WHAT TO PRODUCE -> Print all the items below word for word, leaving out the pictures.

RECORDS SHOWN ->
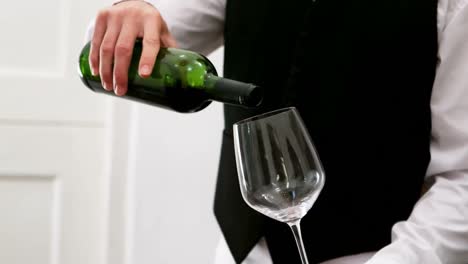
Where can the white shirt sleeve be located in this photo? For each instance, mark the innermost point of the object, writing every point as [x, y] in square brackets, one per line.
[437, 230]
[197, 25]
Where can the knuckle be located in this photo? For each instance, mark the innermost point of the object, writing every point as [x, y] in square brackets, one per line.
[123, 50]
[151, 41]
[120, 78]
[103, 14]
[107, 49]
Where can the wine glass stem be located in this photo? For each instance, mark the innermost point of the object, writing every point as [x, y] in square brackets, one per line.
[296, 228]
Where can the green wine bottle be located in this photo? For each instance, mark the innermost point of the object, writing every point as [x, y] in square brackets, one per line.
[181, 80]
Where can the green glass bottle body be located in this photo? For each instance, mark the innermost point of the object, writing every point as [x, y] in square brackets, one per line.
[181, 81]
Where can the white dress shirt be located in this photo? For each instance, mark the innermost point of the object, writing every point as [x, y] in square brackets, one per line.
[437, 230]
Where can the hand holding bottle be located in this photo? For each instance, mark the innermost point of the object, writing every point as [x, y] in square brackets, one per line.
[116, 29]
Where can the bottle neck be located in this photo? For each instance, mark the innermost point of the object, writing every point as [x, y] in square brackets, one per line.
[233, 92]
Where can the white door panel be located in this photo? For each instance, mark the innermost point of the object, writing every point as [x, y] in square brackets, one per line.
[52, 195]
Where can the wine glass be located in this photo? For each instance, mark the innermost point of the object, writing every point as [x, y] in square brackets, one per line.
[280, 173]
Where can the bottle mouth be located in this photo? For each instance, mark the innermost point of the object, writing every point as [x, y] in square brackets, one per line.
[254, 98]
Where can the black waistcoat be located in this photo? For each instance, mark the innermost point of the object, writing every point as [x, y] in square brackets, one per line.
[364, 90]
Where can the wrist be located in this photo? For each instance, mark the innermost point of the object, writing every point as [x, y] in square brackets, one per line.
[123, 1]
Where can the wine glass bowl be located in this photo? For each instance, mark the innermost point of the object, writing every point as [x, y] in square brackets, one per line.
[280, 174]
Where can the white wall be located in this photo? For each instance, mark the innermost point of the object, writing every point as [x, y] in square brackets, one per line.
[172, 183]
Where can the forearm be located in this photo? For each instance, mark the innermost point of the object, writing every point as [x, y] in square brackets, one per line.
[437, 230]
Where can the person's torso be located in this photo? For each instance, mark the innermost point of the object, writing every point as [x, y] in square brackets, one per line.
[363, 90]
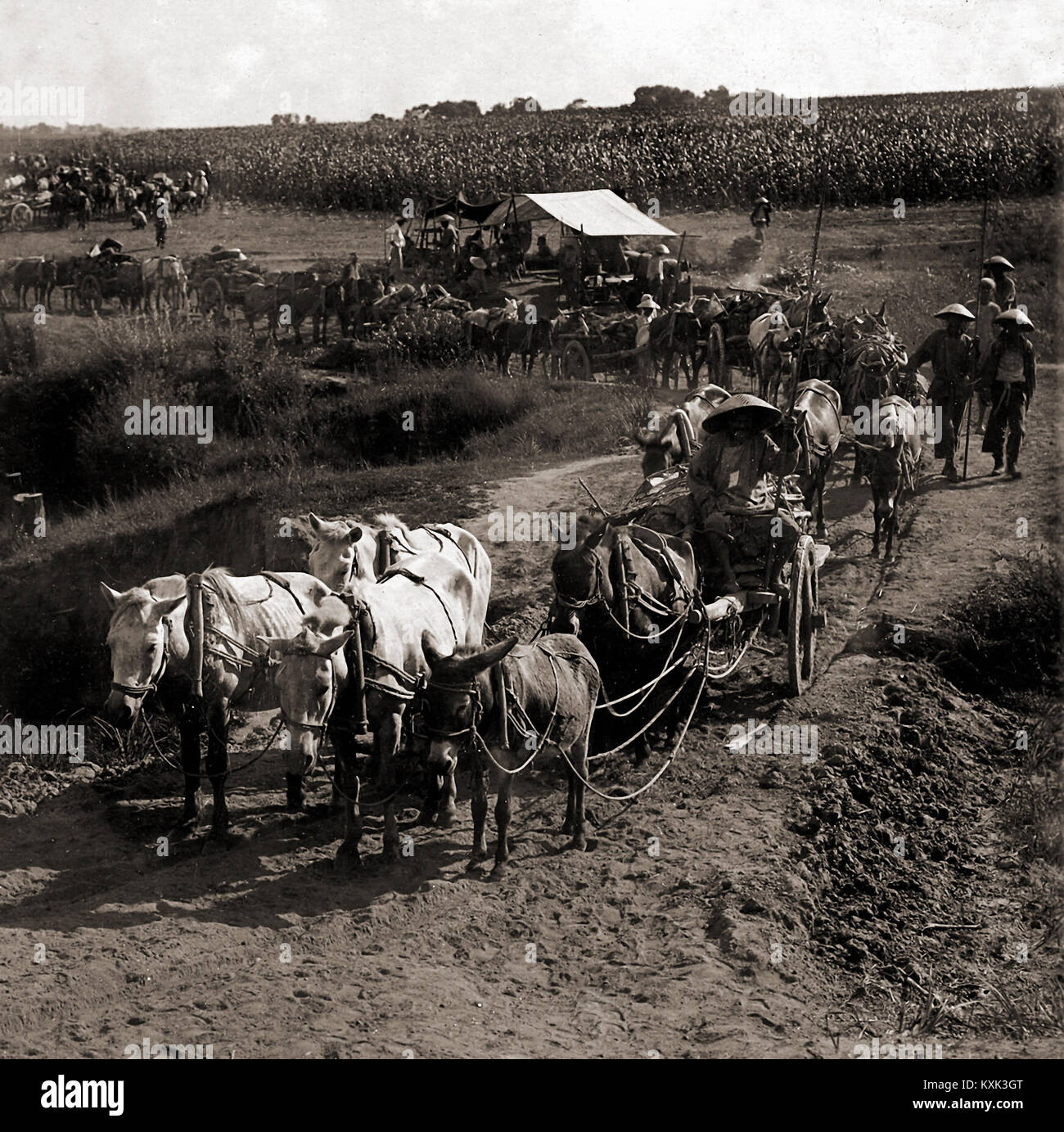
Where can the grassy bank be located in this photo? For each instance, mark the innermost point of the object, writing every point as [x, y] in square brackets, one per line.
[123, 508]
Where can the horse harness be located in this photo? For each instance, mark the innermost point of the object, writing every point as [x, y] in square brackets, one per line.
[508, 710]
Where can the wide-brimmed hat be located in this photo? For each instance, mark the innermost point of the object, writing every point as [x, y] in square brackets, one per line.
[762, 413]
[1014, 317]
[955, 308]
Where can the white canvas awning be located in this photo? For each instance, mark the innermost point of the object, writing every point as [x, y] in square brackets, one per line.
[596, 212]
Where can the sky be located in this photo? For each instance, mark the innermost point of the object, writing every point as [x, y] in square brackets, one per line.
[230, 62]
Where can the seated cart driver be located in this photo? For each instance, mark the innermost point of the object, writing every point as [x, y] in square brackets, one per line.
[733, 482]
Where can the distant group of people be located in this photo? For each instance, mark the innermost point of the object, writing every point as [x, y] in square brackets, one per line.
[998, 363]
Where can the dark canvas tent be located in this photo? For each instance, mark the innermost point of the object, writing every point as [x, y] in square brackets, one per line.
[593, 212]
[461, 207]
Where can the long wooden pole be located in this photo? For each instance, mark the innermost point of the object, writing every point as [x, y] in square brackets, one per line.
[975, 359]
[794, 384]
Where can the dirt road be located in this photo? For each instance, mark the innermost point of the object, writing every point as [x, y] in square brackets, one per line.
[748, 906]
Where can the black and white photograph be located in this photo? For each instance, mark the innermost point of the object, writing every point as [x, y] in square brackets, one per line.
[531, 531]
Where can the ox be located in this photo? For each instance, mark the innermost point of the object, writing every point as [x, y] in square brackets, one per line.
[772, 341]
[818, 408]
[165, 278]
[631, 594]
[425, 602]
[150, 641]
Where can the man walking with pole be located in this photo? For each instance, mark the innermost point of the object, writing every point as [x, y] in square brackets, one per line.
[951, 354]
[1008, 374]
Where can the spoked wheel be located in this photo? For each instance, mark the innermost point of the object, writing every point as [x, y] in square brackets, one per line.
[729, 643]
[715, 354]
[801, 617]
[575, 363]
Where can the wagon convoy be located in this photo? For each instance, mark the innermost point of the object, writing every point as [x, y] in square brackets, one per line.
[385, 633]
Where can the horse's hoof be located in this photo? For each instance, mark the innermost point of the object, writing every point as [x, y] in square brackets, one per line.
[348, 860]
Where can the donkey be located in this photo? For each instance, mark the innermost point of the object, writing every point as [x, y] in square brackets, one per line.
[818, 408]
[772, 341]
[549, 689]
[398, 620]
[148, 640]
[893, 467]
[631, 594]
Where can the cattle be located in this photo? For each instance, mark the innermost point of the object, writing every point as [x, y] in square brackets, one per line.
[772, 341]
[165, 278]
[632, 597]
[426, 602]
[35, 273]
[151, 636]
[892, 467]
[525, 339]
[281, 306]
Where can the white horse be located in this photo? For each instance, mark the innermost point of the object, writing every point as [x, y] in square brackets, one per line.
[425, 602]
[346, 550]
[150, 638]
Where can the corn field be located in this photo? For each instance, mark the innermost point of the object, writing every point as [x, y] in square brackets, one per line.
[921, 147]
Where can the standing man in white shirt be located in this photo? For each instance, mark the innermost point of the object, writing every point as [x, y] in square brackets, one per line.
[394, 244]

FULL SOLUTION ->
Where can the white shirt sleeve be located in this photo? For each instance, mark the innermost point of the object, writing every point as [x, y] in square brackets, one per line.
[437, 230]
[197, 25]
Where can the knuckle be located in this photo? For each instance, mark the innermost point of the object, writing every point as [x, y] in square brackets, one per line.
[123, 50]
[151, 41]
[120, 78]
[103, 14]
[107, 49]
Where can the wine glass stem be located in this photo? For each instance, mark the innermost point of the object, writing every point as [x, y] in square brackets, one per line.
[296, 228]
Where can the green wine bottle be located in this photo? For each instance, mark the innermost point of the object, writing every point as [x, y] in square brackets, one per line.
[181, 80]
Where can the green glass bottle body be located in this photo? For each instance, mark the innermost point of the object, writing every point as [x, y] in square brackets, one per line.
[181, 81]
Where can the white dress shirt be located in this photo? For each instance, mark the innermost point of the object, writing every point as [x, y] in square brackets, one per line.
[437, 230]
Where can the hand holding bottle be located in this photo? For each instance, mark the innermost point of the object, writing every point as [x, y] in square brackets, one per line.
[116, 29]
Where can the bottle neck be located in this photo? For each instance, mark the innermost point of the object, writing every point as [x, y] in square brackets, one per line.
[233, 92]
Where can the white door panel be located in this photo? For each instance, mark the innermost point of the object, writing every point as [x, y] in square brackets, one per line.
[52, 195]
Where can the wine glass be located in this photo? For each instance, mark the innermost point of the object, writing every point as [x, y] in square brackets, one per line.
[280, 173]
Where can the bottle mouth be located in this photo? For each instance, mark the innermost point of the object, writing every point as [x, y] in square brackets, one per line.
[254, 98]
Where can the black waistcoat be located in this photo? For each instance, mark the innermost point of the object, writing every point as [x, y] in square brackets, one per line.
[364, 90]
Where can the wrist be located in this photo? For each instance, mark the innermost point of the object, writing every point as [x, y] in square brackets, one per line.
[123, 1]
Where can the wine glass bowl be located in this photo? For each instance, mark the innermost point of the object, writing every point as [x, y] in square brackets, one per line.
[280, 174]
Where can the white wall be located in this photo? For each instance, mark the innermost point of the object, writing every point as [x, y] in square brackets, one per line.
[172, 183]
Where can the forearm be located in this photo? For each instance, mark the innermost point of the object, writing every point as [x, y] in square brackets, one per line.
[437, 230]
Where can the person's torso be located in this photo? For each instance, mark the innermost point of the object, writing every point as [x, y] in square brackets, one per line.
[363, 90]
Where can the grassy bank be located in this photo? For each instance, mark the innermost point of the object, writing every point as [x, y] in square brackets, one per line.
[123, 508]
Where can the horse harness be located in this photo? For each instance, mark the innermost point of the object, writing every point as [x, y] in square brackets, one per line.
[508, 710]
Where can the wide-brimmed hat be located in this photo? For each instance, mark the innermost point of the object, writing every point as [x, y] in square brackets, one per line.
[762, 413]
[1014, 317]
[955, 308]
Where can the white canvas awning be located in this photo? For each instance, mark the innermost point of the object, writing every point as [x, y] in square brackets, one per line.
[596, 212]
Where can the sky be located in this photo? For each instance, mark the innermost point of the object, writing every point as [x, y] in square brackets, one per line.
[230, 62]
Where can the seated cart driver be located in this photo? For each instance, mark the innermost point of the object, writing every point as [x, y] in square brackets, one per line.
[733, 482]
Where can the distant group of people be located in this photo? For each instance, mark the innermost point of the object, writing every point as [x, y] in square brackets, one per line.
[998, 363]
Where can the dark canvas tent be located in this photo? For each instance, mark the innermost point of the object, writing every point as [x, y] in square brackets, one per line.
[593, 212]
[461, 207]
Where can the long wooden pole be located in this photo? For each instance, mark the innermost point of the object, writing every point as [x, y] in square brackets, one per line.
[975, 359]
[794, 384]
Where can the dirt road be located in this photo? For each instance, mark the innermost point of the object, writing every point as [x, y] in square brackets, one per line.
[748, 906]
Where can the black and white photograph be located in this photo? For each instance, mark the innermost point of the object, writing every point as [x, y] in square brackets, one per line.
[531, 531]
Where can the ox be located in this photo? For each instance, mark the innermost point of the object, writing every point as [x, y] in square brackets, one per line.
[772, 341]
[818, 408]
[165, 278]
[631, 594]
[425, 602]
[150, 641]
Where can the man walking with pole be located in this photo? For each instance, mark the innermost point of the object, writing every point as [x, y] in square brackets, one per line.
[951, 354]
[1008, 374]
Where can the spoked wheel be located in this photo? For each instance, mark the innermost point of the object, writing every point as [x, y] in square brackets, one per line.
[729, 643]
[715, 354]
[801, 617]
[575, 363]
Where can the wagon convoy be located in this photo? For each instance, mark the innermost point of the object, writing every point as [x, y] in square brackets, one per line.
[385, 633]
Where can the horse's hoof be located in this photo? For each instance, mark the innermost point of the object, writing every point as [x, y] in square brackets, one per line.
[348, 860]
Where can the donkey be located in this photo? For each instance, mark the innermost point of the object, writing every point as [x, y] in square brackets, one per line.
[818, 408]
[772, 341]
[549, 689]
[398, 620]
[148, 640]
[893, 467]
[631, 594]
Where can the cattle be located in this photo? For each instance, mark the innermost point of the object, writing every point as [x, y] in square brackets, one per line.
[772, 341]
[165, 278]
[632, 597]
[426, 602]
[35, 273]
[151, 636]
[892, 467]
[525, 339]
[281, 306]
Where can the white horse be located in this photo? For each instance, mark the innermost point of the object, writing every point as [x, y] in square brackets, one per line.
[425, 602]
[346, 550]
[150, 638]
Where can the corn field be located in this photo? For each instance, mark the innermost point of the object, writing every point as [x, y] in square brackets, one per line.
[921, 147]
Where can the standing man in white shirt be located in this photo? For each instance, mark the innermost point of the object, writing every point as [x, y] in square brackets, one per line.
[394, 244]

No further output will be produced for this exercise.